Reproduce every line of the data from the line containing "point at the black ceiling lamp" down to the line containing "<point>25,97</point>", both included, and move each answer coordinate by adding 59 to every number in it. Copy all other lines unchanged, including the ones that give a sample point.
======== Listing
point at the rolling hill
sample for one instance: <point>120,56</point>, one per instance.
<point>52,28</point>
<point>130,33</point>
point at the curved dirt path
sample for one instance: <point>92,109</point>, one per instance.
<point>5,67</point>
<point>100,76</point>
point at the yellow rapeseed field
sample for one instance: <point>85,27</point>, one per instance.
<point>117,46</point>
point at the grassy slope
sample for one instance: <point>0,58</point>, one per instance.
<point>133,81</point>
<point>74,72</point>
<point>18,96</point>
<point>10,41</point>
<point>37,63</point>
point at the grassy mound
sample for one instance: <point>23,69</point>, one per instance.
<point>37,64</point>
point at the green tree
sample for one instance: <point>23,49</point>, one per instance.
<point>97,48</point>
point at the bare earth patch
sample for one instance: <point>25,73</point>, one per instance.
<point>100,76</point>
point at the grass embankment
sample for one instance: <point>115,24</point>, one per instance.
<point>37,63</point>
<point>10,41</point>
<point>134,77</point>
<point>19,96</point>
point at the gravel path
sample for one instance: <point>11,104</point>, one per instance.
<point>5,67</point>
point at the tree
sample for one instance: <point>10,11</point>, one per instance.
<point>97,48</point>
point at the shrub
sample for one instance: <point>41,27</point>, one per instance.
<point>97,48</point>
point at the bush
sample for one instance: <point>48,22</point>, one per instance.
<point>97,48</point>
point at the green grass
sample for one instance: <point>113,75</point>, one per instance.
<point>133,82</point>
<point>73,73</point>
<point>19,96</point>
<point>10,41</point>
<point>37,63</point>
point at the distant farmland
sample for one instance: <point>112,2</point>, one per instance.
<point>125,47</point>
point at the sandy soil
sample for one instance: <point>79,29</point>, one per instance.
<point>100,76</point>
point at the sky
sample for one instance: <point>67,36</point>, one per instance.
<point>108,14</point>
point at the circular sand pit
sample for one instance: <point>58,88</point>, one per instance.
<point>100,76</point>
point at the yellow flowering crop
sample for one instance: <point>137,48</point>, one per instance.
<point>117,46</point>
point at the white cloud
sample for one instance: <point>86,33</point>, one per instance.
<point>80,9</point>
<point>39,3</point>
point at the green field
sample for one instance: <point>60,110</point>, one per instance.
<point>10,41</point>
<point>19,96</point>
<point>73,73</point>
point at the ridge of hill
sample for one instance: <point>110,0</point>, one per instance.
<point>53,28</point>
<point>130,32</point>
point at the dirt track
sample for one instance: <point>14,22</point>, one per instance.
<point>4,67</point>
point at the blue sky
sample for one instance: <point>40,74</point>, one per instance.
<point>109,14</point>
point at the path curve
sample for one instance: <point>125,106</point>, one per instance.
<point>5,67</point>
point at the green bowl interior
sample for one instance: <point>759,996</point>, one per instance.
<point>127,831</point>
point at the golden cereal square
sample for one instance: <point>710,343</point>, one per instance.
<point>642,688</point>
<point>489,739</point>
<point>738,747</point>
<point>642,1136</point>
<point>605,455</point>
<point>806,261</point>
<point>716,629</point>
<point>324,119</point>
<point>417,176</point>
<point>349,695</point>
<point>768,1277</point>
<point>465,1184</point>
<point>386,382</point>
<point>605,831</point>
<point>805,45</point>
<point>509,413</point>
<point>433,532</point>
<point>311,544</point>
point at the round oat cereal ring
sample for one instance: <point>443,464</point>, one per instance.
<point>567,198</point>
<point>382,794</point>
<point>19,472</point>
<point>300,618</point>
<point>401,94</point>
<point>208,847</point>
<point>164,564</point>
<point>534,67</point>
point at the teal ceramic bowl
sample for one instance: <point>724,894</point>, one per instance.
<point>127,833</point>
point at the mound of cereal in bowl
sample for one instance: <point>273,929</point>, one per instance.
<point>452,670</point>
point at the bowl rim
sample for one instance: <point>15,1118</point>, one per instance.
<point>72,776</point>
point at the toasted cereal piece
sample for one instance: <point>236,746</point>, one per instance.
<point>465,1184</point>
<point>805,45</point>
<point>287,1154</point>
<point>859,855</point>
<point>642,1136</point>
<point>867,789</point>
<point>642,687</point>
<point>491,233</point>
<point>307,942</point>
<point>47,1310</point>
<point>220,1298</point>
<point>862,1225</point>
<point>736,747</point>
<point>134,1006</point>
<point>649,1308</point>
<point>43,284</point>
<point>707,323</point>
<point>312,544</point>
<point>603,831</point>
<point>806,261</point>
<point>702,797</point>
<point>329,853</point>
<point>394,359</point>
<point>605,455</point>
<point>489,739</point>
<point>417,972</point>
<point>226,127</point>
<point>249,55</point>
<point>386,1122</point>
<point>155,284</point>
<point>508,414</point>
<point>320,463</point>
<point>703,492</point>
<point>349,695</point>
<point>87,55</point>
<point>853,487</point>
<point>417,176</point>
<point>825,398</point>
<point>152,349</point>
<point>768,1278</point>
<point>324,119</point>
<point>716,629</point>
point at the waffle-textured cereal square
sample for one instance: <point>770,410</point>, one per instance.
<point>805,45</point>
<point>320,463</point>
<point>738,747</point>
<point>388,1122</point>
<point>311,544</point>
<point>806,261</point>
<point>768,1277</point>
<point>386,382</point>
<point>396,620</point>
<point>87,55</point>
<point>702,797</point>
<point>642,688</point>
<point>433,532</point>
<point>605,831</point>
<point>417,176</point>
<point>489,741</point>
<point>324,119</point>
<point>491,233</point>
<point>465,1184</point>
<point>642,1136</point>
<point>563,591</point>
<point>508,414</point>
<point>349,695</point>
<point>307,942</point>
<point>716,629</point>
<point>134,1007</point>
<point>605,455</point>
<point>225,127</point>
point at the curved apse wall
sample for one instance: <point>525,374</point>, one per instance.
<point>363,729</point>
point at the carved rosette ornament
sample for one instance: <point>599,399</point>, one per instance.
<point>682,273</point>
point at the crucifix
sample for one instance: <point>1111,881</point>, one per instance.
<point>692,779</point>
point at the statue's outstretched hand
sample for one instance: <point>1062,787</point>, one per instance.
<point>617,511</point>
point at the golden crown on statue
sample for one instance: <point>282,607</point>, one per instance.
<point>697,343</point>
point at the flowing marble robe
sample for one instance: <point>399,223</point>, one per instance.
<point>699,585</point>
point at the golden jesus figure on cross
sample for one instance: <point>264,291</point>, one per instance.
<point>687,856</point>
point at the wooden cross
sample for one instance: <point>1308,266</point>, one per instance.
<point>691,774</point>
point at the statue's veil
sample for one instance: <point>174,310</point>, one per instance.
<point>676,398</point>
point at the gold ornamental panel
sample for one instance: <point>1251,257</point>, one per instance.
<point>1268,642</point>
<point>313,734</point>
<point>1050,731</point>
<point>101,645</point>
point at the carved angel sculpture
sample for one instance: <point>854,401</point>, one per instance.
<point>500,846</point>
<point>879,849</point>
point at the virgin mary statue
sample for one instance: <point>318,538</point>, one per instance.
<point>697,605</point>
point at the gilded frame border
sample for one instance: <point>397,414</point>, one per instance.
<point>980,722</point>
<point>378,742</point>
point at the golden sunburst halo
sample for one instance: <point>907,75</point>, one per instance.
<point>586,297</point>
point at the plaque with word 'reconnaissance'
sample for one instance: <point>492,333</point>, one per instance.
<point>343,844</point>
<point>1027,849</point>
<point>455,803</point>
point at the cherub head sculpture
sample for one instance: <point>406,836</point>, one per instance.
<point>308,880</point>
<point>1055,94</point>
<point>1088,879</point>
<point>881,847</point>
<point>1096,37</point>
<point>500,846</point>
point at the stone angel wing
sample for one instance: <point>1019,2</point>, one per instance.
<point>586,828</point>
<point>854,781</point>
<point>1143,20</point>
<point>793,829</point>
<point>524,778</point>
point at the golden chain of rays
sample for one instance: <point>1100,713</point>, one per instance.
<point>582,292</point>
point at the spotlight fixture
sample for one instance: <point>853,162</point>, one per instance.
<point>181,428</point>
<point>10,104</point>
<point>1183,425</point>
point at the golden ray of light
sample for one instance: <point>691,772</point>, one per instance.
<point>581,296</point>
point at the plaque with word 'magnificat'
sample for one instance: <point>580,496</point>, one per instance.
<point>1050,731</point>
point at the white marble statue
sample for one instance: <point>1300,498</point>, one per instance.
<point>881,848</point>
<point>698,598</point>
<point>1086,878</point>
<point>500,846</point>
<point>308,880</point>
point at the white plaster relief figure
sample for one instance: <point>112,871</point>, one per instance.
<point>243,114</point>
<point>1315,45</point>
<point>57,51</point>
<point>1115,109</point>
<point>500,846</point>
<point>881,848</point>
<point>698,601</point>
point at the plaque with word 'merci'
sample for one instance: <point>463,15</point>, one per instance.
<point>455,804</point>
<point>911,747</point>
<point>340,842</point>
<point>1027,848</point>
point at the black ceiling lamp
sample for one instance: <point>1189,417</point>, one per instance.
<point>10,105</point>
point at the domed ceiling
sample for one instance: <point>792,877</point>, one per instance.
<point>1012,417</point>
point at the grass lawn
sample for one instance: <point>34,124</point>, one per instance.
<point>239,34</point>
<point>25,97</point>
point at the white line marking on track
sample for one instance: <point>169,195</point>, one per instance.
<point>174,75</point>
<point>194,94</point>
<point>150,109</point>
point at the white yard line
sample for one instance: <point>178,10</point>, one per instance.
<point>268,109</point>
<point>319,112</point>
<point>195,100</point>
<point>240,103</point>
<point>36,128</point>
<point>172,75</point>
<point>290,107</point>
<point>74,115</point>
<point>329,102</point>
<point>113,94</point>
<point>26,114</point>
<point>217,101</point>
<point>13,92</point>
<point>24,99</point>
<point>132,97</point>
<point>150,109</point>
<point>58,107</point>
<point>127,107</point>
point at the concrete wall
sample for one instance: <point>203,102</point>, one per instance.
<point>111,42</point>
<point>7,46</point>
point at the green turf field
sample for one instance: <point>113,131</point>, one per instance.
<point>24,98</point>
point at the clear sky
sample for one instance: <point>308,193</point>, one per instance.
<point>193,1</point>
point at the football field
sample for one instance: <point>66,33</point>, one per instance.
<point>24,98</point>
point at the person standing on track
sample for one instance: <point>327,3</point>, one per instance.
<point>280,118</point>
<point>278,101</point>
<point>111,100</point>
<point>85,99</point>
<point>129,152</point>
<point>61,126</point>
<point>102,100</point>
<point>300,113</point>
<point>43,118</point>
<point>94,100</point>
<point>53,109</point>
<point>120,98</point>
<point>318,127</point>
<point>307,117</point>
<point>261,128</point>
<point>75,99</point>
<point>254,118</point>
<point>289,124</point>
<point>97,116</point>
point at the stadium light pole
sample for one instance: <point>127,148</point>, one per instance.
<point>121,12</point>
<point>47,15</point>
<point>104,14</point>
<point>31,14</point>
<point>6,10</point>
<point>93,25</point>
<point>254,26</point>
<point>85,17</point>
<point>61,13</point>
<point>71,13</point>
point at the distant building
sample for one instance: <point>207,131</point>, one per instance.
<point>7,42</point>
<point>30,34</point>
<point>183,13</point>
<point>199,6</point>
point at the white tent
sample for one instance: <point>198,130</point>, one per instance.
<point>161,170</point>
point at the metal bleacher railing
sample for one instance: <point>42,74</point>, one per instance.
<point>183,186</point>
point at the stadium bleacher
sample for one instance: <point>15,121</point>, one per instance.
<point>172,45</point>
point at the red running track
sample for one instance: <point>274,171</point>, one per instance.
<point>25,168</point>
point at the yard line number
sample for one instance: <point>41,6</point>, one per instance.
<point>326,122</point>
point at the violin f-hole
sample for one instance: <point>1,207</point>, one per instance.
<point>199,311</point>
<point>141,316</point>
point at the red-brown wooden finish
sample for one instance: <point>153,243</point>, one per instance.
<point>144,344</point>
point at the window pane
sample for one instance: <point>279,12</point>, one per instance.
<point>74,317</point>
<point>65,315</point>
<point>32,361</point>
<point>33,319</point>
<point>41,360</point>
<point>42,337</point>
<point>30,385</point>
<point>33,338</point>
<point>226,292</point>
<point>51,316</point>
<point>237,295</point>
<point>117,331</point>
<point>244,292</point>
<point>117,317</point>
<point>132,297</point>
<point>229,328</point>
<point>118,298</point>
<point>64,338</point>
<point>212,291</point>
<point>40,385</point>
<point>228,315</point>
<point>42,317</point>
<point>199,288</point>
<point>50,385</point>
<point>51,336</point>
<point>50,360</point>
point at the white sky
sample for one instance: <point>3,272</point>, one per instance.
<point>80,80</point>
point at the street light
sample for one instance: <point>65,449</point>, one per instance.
================
Solution for this exercise -
point at the black ceiling lamp
sample for one instance: <point>1189,417</point>, one per instance.
<point>69,164</point>
point at the domed ceiling
sample for one instance: <point>792,877</point>, one per instance.
<point>1071,476</point>
point at the grass lawn
sample for one instance: <point>34,124</point>, one per instance.
<point>298,93</point>
<point>84,156</point>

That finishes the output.